=== Section Start ===
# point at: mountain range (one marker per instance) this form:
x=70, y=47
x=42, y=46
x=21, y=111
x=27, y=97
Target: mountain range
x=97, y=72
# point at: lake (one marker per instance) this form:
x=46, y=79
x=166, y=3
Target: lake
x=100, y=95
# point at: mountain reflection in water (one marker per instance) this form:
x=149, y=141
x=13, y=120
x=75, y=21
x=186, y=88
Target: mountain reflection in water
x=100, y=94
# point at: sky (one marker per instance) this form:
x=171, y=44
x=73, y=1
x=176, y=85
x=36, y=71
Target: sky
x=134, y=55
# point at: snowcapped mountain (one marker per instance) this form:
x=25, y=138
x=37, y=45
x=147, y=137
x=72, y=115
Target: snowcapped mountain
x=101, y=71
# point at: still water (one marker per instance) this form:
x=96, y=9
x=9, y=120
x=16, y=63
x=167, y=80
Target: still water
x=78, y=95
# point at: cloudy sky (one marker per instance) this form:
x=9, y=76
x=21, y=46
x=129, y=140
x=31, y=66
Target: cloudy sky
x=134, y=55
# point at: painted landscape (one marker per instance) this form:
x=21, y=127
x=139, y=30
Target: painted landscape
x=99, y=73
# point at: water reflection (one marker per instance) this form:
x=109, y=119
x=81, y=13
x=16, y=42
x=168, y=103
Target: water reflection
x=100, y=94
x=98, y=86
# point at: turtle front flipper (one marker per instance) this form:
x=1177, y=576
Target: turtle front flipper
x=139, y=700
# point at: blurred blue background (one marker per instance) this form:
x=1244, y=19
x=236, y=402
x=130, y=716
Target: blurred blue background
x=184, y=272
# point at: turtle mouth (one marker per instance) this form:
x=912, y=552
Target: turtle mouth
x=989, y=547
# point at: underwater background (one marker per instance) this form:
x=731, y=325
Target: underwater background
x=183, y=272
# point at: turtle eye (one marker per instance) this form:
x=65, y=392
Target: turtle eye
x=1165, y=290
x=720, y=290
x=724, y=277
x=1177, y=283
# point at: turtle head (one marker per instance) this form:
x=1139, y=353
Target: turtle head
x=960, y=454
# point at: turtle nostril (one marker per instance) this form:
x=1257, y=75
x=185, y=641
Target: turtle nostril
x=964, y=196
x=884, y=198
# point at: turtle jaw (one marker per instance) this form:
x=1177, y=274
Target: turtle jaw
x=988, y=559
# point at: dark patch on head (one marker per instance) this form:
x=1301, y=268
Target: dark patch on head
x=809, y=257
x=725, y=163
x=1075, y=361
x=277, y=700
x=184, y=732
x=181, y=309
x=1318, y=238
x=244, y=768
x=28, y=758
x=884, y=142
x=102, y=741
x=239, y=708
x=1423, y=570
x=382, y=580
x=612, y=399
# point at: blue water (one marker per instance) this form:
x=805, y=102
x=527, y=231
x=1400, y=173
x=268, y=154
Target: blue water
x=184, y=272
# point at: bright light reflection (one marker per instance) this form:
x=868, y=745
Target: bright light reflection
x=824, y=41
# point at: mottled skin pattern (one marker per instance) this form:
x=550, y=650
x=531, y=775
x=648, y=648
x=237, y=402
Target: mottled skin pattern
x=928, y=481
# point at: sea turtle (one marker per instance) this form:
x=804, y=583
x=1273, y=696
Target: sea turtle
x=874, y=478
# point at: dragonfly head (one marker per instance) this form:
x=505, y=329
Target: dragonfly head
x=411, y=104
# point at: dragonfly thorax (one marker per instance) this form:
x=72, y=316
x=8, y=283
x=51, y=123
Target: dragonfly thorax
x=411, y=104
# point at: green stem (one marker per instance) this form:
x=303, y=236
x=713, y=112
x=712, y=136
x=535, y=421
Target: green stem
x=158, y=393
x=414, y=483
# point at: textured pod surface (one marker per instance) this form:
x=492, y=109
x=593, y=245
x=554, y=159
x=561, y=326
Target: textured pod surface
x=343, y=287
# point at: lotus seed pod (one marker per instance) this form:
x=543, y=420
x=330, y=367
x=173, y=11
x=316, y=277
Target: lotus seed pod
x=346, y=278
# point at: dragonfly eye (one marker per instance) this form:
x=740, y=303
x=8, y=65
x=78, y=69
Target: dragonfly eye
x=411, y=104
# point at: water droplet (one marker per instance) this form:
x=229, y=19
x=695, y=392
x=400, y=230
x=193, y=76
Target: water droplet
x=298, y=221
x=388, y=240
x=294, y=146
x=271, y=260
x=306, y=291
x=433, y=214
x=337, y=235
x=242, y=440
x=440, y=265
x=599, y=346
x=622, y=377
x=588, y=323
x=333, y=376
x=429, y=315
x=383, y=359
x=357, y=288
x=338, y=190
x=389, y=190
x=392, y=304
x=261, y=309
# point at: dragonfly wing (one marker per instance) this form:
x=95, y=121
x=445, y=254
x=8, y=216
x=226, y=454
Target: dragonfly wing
=== Section End ===
▸ **Task instructions**
Please repeat the listing exactly, with nothing left out.

▸ **Answer to the problem**
# point at: mountain range (one marker per instance) this form:
x=70, y=47
x=42, y=46
x=21, y=111
x=27, y=97
Target: mountain range
x=97, y=72
# point at: lake (one marker per instance) this form:
x=46, y=79
x=166, y=3
Target: lake
x=100, y=95
# point at: mountain reflection in water (one marker per instance) this form:
x=149, y=141
x=13, y=120
x=75, y=21
x=186, y=88
Target: mountain reflection in water
x=100, y=94
# point at: sky (one marker per instance) this form:
x=171, y=44
x=73, y=1
x=176, y=85
x=36, y=71
Target: sky
x=134, y=55
# point at: snowcapped mountain (one marker per instance) this form:
x=25, y=138
x=37, y=45
x=147, y=137
x=72, y=115
Target: snowcapped mountain
x=101, y=71
# point at: still water (one marker per instance) this form:
x=96, y=9
x=9, y=120
x=16, y=63
x=167, y=80
Target: still water
x=78, y=95
# point at: cloudy sky (one marker per instance) this form:
x=9, y=76
x=21, y=46
x=129, y=140
x=31, y=66
Target: cloudy sky
x=134, y=55
# point at: painted landscape (one marker per instance) this form:
x=21, y=127
x=139, y=30
Target: painted landscape
x=99, y=73
# point at: water reflection (one marker per instance) this form:
x=109, y=119
x=81, y=13
x=16, y=42
x=168, y=103
Target: water reflection
x=100, y=94
x=98, y=86
# point at: turtle front flipper (one marker per instance) this form:
x=1177, y=576
Target: turtle front flipper
x=139, y=700
# point at: blurred blue background (one marker per instance) this form:
x=1244, y=19
x=236, y=402
x=130, y=716
Target: blurred blue background
x=184, y=272
# point at: turtle mouth (one marker per instance) this form:
x=912, y=552
Target: turtle mouth
x=989, y=547
# point at: underwater background (one marker per instance) this form:
x=731, y=325
Target: underwater background
x=183, y=272
# point at: turtle eye (one marker per instance) this form:
x=65, y=392
Target: turtle eye
x=1165, y=290
x=720, y=290
x=724, y=277
x=1177, y=283
# point at: turtle head (one marker per instance) this form:
x=1139, y=353
Target: turtle head
x=960, y=454
# point at: turtle nostril (one marker per instance) this form:
x=1257, y=75
x=185, y=641
Target: turtle nostril
x=964, y=196
x=884, y=198
# point at: turtle jaw (one marker per instance) this form:
x=1177, y=274
Target: turtle jaw
x=988, y=559
# point at: dark patch on head (one marker per instance) this form:
x=1301, y=268
Target: dark patch on head
x=809, y=257
x=725, y=163
x=1075, y=361
x=277, y=700
x=184, y=732
x=181, y=309
x=1318, y=238
x=244, y=768
x=28, y=758
x=884, y=142
x=102, y=741
x=239, y=708
x=1423, y=570
x=382, y=580
x=612, y=399
# point at: blue water (one marker per instance) this form:
x=805, y=102
x=527, y=231
x=1400, y=173
x=268, y=154
Target: blue water
x=184, y=272
# point at: bright light reflection (one marker per instance) this form:
x=868, y=745
Target: bright light reflection
x=824, y=41
# point at: mottled skin pattern (one marker per instance) this form:
x=550, y=650
x=531, y=775
x=648, y=648
x=237, y=402
Target: mottled skin pattern
x=928, y=481
# point at: sea turtle (one marker per instance) this form:
x=804, y=583
x=1273, y=696
Target: sea turtle
x=874, y=478
# point at: dragonfly head (one marker per instance) this form:
x=505, y=329
Target: dragonfly head
x=411, y=104
# point at: dragonfly thorax (one marker per instance) this form:
x=72, y=316
x=8, y=283
x=51, y=123
Target: dragonfly thorax
x=411, y=104
# point at: green stem (one marker per instance) this form:
x=303, y=236
x=713, y=112
x=712, y=136
x=535, y=421
Target: green stem
x=158, y=393
x=414, y=483
# point at: textured pod surface (one marker per instance) this form:
x=492, y=109
x=593, y=245
x=554, y=159
x=561, y=326
Target: textured pod surface
x=343, y=287
# point at: lotus seed pod (one marker per instance) this form:
x=543, y=420
x=330, y=367
x=173, y=11
x=316, y=277
Target: lotus seed pod
x=346, y=278
# point at: dragonfly eye (one marker per instance) this form:
x=740, y=303
x=8, y=65
x=78, y=69
Target: dragonfly eye
x=411, y=104
# point at: water droplet (one marker per instance) this form:
x=229, y=19
x=695, y=392
x=400, y=230
x=193, y=76
Target: water droplet
x=298, y=221
x=388, y=240
x=294, y=146
x=271, y=260
x=306, y=291
x=433, y=214
x=337, y=235
x=242, y=440
x=440, y=265
x=599, y=346
x=622, y=377
x=588, y=323
x=333, y=376
x=429, y=315
x=383, y=359
x=357, y=288
x=338, y=190
x=389, y=190
x=392, y=304
x=261, y=309
# point at: dragonfly wing (one marker per instance) this form:
x=95, y=121
x=445, y=254
x=8, y=216
x=226, y=454
Target: dragonfly wing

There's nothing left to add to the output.